Task prompt >> Every record below, from first to last: print it exactly as shown.

Data extracts >>
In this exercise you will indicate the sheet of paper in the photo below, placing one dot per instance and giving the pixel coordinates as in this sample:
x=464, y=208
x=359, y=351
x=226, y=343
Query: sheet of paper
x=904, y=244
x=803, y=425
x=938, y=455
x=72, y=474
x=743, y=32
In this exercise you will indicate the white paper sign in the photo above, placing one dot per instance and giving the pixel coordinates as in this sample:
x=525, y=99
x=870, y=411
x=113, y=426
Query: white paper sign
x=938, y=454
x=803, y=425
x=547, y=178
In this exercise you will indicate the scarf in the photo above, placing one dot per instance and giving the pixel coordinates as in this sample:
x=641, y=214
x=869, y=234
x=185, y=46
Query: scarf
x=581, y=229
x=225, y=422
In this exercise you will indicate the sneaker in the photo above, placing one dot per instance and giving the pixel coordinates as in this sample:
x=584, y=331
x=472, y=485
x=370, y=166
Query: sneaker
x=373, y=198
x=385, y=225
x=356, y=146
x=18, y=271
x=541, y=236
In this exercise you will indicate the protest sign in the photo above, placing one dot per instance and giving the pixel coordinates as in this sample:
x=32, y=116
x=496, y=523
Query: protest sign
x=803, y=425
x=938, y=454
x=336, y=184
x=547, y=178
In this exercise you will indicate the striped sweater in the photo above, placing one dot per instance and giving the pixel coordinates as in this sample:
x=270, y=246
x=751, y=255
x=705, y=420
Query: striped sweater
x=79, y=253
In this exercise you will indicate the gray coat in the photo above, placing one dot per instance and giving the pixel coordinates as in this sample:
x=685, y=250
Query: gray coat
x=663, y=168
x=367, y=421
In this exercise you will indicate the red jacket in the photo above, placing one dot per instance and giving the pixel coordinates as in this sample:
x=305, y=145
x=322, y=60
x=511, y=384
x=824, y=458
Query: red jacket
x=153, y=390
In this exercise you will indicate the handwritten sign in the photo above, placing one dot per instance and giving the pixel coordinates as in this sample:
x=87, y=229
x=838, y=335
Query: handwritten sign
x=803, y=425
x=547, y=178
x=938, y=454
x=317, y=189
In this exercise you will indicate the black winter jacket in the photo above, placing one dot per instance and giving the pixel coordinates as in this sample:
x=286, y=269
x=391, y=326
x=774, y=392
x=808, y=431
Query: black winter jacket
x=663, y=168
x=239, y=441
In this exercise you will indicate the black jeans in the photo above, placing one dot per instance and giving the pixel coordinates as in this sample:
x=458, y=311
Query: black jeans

Solution for this problem >>
In this exercise you will indicate the sheet of paper in the photo below, placing one dot per instance and giving the pixel coordinates as in this sample:
x=464, y=208
x=359, y=351
x=226, y=343
Query: sheet of paper
x=904, y=244
x=803, y=425
x=938, y=455
x=72, y=474
x=743, y=32
In this exercise you will indicate the white paper sign in the photo above, placing one dot per instance and giving the pixel coordinates as in this sample:
x=525, y=99
x=870, y=411
x=113, y=426
Query: white paper sign
x=938, y=454
x=803, y=425
x=547, y=178
In this exercise you will indicate the scarf in the photo above, placing one dot per instance and giving the pixel coordinates as in this sample:
x=641, y=214
x=869, y=234
x=185, y=46
Query: scarf
x=581, y=229
x=225, y=422
In this exercise you will indicate the sneaker in the photo above, placing one dot per instance and giving the pixel coordinates as in this sample:
x=584, y=331
x=472, y=485
x=370, y=166
Query: sneaker
x=373, y=198
x=385, y=225
x=356, y=146
x=18, y=271
x=541, y=236
In this exercise you will indicate the protest sign in the photo above, placing one dot per instance and giving the pixel coordinates as in this sample:
x=32, y=116
x=496, y=523
Query: protest sign
x=803, y=425
x=938, y=454
x=336, y=184
x=547, y=178
In this exercise you will indicate the striped sweater in the photo above, placing one dot per instance and giving the pixel coordinates as in this sample:
x=270, y=246
x=751, y=255
x=705, y=420
Query: striped sweater
x=79, y=253
In this exercise you will indicate the gray coat in the photo above, placing one dot per instance and giving the pixel coordinates as in this sample:
x=685, y=250
Query: gray coat
x=663, y=168
x=367, y=421
In this exercise you will indicate the red jacket in the photo above, placing one dot per instance and giving the pixel coordinates as in this sample:
x=305, y=145
x=322, y=60
x=511, y=384
x=824, y=458
Query: red jacket
x=153, y=390
In this exercise you will indicate the handwritten sign in the photo above, placing one dot per instance and giving the pixel coordinates as in this sample:
x=87, y=229
x=838, y=335
Query: handwritten sign
x=803, y=425
x=547, y=178
x=938, y=454
x=317, y=189
In this exercise you will indicate the black winter jacket in the photo above, placing one dot per instance and giving the pixel coordinates as in this sample:
x=286, y=269
x=391, y=326
x=774, y=392
x=808, y=431
Query: black winter jacket
x=663, y=168
x=239, y=441
In this exercise you will indicate the black jeans in the photo above, placing one dot per instance and giving the pixel coordinates as in this sample:
x=458, y=311
Query: black jeans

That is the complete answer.